>> begin DATA RECORDS

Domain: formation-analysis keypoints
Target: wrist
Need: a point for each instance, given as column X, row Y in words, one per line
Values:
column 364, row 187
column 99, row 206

>> end DATA RECORDS

_WHAT NEEDS TO BE DONE_: Reproduce every line of the listing above verbatim, keeping each line's wording and order unchanged.

_EXERCISE OUTPUT_:
Domain: formation-analysis keypoints
Target: wrist
Need: a point for each instance, given as column X, row Y in words, one per line
Values:
column 364, row 187
column 99, row 206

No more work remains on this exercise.